**WRITTEN INSTRUCTION**
Return the following lines and nothing else: the one holding "Practice step: put one dot on every instance of the hazy" and all those after it in the records below, unchanged, minus any pictures.

**MATERIAL SUPPLIED**
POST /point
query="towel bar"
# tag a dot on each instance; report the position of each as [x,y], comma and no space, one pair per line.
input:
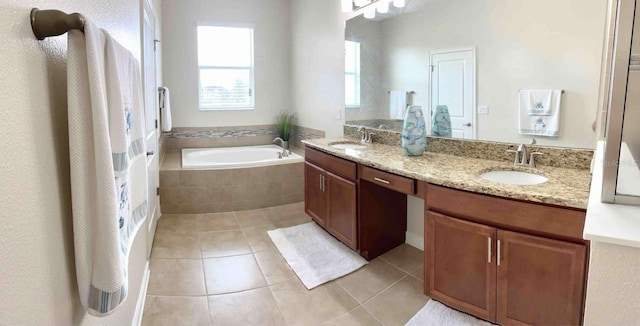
[46,23]
[561,91]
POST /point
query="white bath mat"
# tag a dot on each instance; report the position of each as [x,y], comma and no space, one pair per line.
[314,255]
[437,314]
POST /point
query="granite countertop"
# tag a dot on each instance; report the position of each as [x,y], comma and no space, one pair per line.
[566,187]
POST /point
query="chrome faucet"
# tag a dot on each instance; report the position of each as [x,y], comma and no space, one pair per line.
[285,152]
[522,159]
[367,136]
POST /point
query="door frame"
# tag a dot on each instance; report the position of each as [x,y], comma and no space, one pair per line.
[154,213]
[474,87]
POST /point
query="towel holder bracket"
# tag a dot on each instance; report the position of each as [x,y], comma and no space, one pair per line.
[46,23]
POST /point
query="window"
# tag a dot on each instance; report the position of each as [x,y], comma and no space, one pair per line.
[352,74]
[225,62]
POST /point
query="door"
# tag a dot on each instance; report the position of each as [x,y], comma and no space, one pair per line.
[460,269]
[540,281]
[341,216]
[315,200]
[151,116]
[453,83]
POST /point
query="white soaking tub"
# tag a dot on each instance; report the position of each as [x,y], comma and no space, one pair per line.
[235,157]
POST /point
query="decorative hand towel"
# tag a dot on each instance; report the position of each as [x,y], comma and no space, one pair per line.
[540,102]
[165,108]
[414,132]
[108,164]
[441,126]
[539,113]
[397,105]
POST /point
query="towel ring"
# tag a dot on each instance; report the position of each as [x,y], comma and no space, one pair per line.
[46,23]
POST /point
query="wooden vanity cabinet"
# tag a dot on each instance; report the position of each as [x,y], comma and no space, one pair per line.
[459,264]
[315,200]
[363,207]
[529,272]
[330,198]
[540,281]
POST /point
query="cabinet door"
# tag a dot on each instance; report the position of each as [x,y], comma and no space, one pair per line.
[540,281]
[315,200]
[460,269]
[341,214]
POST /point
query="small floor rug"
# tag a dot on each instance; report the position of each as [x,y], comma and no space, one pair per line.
[314,255]
[435,313]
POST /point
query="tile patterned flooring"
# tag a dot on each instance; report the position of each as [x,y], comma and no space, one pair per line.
[223,269]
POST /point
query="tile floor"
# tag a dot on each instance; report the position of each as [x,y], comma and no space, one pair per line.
[222,269]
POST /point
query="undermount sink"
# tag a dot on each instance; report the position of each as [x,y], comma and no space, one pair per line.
[514,177]
[347,145]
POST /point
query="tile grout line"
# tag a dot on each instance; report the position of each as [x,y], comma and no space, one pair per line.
[398,267]
[383,290]
[204,272]
[262,271]
[350,311]
[378,294]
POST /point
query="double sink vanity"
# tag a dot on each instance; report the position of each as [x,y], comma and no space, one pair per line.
[502,242]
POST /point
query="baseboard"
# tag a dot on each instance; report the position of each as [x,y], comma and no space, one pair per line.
[414,240]
[137,318]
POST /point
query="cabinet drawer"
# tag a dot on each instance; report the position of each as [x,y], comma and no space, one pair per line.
[388,180]
[341,167]
[563,223]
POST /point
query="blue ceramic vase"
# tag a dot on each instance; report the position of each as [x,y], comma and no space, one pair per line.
[414,132]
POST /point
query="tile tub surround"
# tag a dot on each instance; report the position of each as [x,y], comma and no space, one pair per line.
[566,187]
[179,138]
[259,286]
[209,137]
[561,157]
[191,191]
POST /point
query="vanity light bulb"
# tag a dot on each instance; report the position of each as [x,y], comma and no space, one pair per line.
[370,12]
[383,7]
[398,3]
[347,5]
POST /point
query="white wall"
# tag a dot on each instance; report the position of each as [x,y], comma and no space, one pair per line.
[317,57]
[520,44]
[271,58]
[613,289]
[37,271]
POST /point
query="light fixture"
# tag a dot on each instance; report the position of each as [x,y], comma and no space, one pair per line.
[347,5]
[383,7]
[398,3]
[370,12]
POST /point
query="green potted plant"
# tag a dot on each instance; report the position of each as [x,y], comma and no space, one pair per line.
[284,126]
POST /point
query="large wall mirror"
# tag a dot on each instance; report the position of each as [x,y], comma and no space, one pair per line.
[481,59]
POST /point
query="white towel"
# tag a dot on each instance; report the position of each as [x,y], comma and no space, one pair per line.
[398,104]
[165,108]
[539,112]
[108,165]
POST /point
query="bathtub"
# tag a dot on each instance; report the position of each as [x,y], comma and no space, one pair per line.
[235,157]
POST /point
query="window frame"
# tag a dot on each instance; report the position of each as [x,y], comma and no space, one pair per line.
[252,101]
[357,74]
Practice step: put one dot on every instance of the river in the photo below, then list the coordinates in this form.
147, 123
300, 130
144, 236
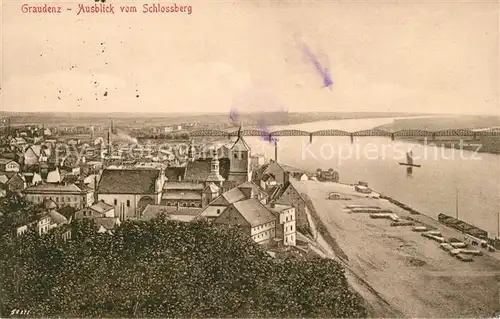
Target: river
447, 177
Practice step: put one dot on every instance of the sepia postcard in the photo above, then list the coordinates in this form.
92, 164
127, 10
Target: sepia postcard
249, 159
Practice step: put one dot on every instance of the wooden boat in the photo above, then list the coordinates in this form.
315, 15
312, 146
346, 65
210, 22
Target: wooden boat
409, 160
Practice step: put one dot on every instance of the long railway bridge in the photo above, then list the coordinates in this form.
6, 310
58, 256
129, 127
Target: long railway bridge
333, 132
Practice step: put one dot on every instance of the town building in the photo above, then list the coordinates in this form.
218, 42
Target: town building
107, 225
35, 154
178, 213
8, 165
130, 190
184, 194
12, 182
287, 194
240, 169
255, 220
286, 227
48, 219
32, 179
62, 194
99, 209
219, 204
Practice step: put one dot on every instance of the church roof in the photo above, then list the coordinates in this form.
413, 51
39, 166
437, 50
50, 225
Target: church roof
254, 212
212, 188
130, 181
240, 145
229, 197
200, 169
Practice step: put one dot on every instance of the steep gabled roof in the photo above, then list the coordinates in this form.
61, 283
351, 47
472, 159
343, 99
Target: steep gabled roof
254, 212
240, 145
128, 181
229, 197
101, 207
199, 170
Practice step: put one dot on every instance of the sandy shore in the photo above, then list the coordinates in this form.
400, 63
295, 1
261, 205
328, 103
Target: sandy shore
410, 272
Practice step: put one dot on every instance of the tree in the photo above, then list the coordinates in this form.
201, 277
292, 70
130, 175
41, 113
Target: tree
164, 268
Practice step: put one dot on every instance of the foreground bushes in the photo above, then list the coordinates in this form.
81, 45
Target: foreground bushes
167, 269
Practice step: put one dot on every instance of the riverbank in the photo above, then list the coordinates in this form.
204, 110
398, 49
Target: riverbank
482, 144
413, 273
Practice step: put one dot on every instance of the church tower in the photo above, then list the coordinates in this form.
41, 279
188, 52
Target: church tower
214, 175
239, 157
191, 151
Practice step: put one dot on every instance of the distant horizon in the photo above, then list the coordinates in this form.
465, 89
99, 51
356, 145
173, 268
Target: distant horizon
396, 56
247, 113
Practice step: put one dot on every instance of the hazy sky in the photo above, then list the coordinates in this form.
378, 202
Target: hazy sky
440, 56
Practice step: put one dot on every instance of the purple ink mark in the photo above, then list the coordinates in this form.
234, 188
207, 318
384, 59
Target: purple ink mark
325, 74
233, 115
261, 121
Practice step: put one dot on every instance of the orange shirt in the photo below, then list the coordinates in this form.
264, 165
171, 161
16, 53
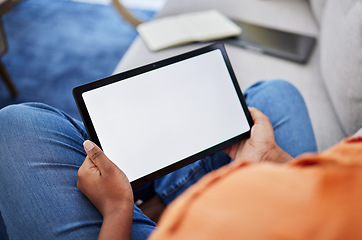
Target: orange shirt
317, 196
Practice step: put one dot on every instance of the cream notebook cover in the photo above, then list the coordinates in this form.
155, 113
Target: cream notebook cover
185, 28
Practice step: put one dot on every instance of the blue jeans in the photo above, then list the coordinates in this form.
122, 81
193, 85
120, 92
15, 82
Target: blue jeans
41, 151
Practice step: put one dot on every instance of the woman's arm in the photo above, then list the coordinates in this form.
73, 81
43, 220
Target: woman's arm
108, 188
261, 146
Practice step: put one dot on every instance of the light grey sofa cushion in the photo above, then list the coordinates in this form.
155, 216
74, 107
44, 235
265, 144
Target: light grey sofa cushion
341, 60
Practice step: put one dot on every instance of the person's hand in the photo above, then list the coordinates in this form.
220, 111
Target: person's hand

**ANSWER TO THE TASK**
Practice step: put one dot on every instance of the hazy sky in the photo above, then list the coordinates in this form.
378, 202
Target: hazy sky
440, 56
Practice step: put one dot on every instance of the purple ink mark in the photo above, then list the coordinates in this form.
234, 188
207, 318
384, 59
Target: purple ink mark
325, 74
233, 115
261, 121
Practice step: put one dot on every instance of the orange shirt in the photo below, then list the coordinates in this form.
264, 165
171, 161
16, 53
Target: orange shirt
317, 196
Practice step: put one dot on every instance of the cream notebook cover in the photo above, then list the coordinates in this form.
155, 113
Target: cream notebook cover
185, 28
Practice step: put one dot on every instance of the blue jeans in the photo above, then list the coordinates in this form.
122, 81
193, 85
120, 92
15, 82
Target: blue jeans
41, 151
Practice step: put one dot on every instance of the woman's arm in the photo above, then list the coordinates in this form.
73, 81
43, 220
Target: woman's arm
108, 188
261, 146
Practice step: put one dot on every instance of the light grey sofa cushion in the photo above, then list the coordinates in this form.
155, 216
74, 107
44, 235
265, 144
Target: light grey sofa cushion
341, 60
Practice step: put one dot on every instance of the person's hand in the photo above, then list the coordinates in this form.
220, 111
Target: person's hand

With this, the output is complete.